Raw entries:

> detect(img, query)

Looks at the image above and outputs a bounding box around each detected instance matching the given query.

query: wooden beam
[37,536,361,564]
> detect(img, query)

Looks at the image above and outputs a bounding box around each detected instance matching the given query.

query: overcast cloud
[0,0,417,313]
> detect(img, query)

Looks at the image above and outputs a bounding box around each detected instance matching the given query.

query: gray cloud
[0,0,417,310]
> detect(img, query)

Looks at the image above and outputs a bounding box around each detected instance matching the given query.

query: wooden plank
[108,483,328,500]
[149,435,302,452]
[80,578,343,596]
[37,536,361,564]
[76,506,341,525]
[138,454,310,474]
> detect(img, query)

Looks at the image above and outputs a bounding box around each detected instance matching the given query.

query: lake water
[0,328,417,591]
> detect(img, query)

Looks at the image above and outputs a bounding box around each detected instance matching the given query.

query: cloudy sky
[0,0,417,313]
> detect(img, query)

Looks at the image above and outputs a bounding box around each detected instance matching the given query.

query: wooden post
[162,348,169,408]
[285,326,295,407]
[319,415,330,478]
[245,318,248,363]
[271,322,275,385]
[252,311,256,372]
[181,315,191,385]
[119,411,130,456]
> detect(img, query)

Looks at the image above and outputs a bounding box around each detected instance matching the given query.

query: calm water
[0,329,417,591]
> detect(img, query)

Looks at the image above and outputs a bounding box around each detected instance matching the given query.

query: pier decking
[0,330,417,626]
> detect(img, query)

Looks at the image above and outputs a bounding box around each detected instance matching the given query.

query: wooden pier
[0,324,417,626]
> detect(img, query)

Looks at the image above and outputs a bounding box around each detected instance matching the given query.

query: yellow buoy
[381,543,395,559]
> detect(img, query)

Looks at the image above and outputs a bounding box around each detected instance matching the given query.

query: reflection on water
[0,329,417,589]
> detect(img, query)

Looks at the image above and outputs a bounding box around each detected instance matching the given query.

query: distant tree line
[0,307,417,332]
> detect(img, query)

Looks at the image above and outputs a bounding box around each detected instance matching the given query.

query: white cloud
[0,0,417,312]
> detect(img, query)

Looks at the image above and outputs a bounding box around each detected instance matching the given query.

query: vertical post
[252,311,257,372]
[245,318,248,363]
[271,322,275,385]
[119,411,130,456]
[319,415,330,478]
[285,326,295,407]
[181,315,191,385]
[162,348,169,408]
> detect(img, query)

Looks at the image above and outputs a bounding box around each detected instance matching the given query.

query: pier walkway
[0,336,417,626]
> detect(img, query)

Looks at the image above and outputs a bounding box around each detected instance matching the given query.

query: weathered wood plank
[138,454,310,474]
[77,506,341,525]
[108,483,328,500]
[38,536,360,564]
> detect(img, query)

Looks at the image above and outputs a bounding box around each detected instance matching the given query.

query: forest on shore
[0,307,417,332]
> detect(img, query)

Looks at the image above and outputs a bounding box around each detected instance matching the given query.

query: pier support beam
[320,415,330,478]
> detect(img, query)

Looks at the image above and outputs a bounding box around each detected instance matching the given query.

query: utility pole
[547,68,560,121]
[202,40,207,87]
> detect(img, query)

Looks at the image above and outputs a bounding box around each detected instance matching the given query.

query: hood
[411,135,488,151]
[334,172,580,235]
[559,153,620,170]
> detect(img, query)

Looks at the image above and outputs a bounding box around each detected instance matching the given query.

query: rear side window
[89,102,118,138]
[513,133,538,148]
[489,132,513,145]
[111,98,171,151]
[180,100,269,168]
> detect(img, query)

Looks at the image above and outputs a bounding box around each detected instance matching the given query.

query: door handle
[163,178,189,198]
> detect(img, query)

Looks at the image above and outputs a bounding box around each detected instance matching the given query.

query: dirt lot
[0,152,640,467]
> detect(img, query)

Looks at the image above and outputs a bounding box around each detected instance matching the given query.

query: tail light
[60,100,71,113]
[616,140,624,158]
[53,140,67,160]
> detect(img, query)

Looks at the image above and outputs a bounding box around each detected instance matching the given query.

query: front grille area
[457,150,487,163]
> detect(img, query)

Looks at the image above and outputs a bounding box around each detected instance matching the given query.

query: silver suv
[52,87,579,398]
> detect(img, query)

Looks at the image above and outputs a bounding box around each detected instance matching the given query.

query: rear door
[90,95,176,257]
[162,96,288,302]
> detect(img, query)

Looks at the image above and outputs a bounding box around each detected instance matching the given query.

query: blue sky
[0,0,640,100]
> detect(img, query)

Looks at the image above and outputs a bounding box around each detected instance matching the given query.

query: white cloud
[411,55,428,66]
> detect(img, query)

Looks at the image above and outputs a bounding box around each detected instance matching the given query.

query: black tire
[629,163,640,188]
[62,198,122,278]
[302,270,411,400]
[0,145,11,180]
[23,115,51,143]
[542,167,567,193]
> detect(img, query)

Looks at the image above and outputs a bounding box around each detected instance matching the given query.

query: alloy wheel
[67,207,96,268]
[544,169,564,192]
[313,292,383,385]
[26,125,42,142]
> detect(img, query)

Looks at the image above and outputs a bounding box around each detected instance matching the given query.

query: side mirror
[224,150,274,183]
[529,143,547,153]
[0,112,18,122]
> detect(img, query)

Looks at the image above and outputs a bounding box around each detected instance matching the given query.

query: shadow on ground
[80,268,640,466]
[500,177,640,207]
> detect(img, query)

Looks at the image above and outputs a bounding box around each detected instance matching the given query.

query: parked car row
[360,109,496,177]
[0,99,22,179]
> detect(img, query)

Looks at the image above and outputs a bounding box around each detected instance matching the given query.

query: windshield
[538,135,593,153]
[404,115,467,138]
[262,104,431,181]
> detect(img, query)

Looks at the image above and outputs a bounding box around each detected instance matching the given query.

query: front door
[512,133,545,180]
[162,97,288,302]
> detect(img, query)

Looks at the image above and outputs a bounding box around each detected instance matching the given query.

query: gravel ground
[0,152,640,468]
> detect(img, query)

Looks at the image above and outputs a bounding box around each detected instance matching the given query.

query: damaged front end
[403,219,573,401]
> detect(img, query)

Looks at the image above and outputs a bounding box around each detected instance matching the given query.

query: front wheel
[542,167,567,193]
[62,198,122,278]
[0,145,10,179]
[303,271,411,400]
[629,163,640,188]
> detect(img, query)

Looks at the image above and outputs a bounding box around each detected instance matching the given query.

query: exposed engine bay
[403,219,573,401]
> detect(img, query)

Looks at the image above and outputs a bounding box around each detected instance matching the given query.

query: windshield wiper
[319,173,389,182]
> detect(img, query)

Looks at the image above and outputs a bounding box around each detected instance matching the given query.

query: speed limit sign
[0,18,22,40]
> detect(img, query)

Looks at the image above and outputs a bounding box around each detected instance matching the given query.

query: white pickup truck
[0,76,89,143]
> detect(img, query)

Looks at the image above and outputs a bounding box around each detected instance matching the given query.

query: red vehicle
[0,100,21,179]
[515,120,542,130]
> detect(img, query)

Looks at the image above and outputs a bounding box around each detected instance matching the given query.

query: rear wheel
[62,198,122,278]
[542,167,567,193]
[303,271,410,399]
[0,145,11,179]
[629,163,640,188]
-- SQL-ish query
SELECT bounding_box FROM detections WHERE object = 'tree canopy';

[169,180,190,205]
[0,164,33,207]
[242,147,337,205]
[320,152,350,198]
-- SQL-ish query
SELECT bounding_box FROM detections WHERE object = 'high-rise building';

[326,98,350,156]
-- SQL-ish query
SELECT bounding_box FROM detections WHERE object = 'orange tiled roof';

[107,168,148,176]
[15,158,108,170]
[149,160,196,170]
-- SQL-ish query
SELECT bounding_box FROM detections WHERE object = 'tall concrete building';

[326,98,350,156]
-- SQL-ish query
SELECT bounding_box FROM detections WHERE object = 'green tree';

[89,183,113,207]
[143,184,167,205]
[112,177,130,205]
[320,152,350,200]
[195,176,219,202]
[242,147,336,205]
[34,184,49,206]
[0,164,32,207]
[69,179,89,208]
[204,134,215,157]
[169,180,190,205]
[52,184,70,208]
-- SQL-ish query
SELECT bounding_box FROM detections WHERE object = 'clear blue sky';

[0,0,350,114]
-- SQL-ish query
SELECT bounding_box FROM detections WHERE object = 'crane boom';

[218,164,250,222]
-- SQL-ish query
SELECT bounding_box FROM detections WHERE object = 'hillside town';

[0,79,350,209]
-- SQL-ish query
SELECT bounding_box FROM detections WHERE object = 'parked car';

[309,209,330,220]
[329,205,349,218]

— WHAT TO DO —
Pull out each line of the entries above that contains the string "SELECT", and copy it as it stands.

— RESPONSE TO THIS TASK —
SELECT bounding_box FROM detections WHERE object = 'tree canopy';
SELECT bounding_box FROM detections WHERE object = 'high-rise building';
SELECT bounding_box FROM detections WHERE object = 'orange tiled roof';
SELECT bounding_box FROM detections WHERE object = 'tall concrete building';
SELECT bounding_box FROM detections WHERE object = 'green tree';
SELECT bounding_box FROM detections WHERE object = 'clear blue sky';
SELECT bounding_box FROM detections WHERE object = 'crane boom';
SELECT bounding_box FROM detections WHERE object = 'hillside town';
SELECT bounding_box FROM detections WHERE object = 'parked car';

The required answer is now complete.